**What the task asks:** Search the entries for the word "point" and copy each line that has it.

**Supplied data:**

::::

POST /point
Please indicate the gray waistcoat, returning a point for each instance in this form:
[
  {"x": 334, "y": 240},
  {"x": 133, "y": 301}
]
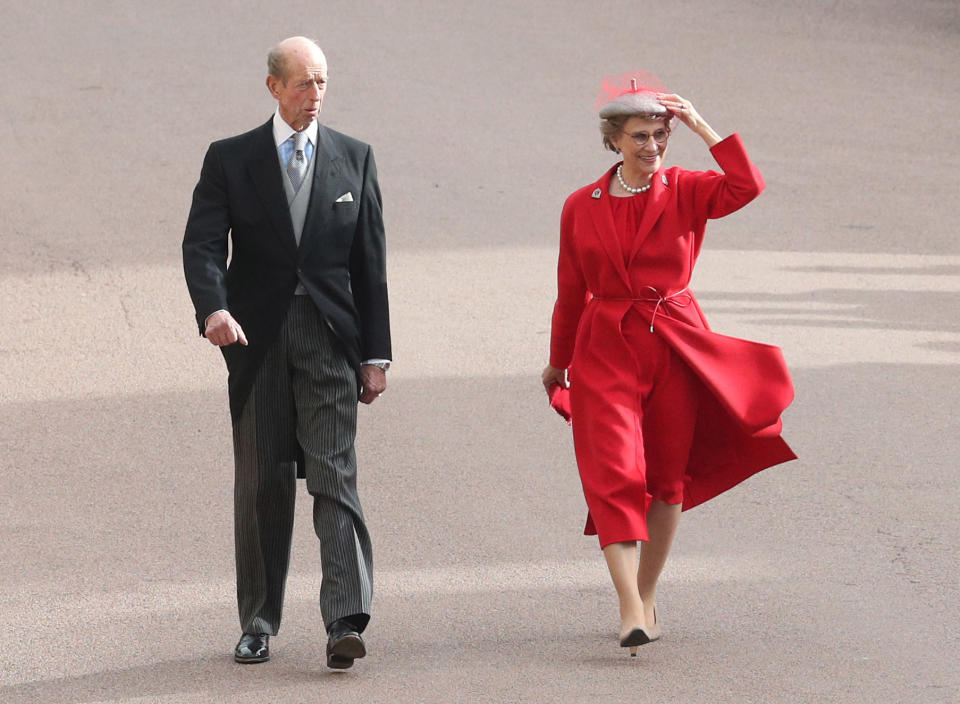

::::

**Answer space:**
POST /point
Please indicate the gray waistcoat, returning a point for each instance in this form:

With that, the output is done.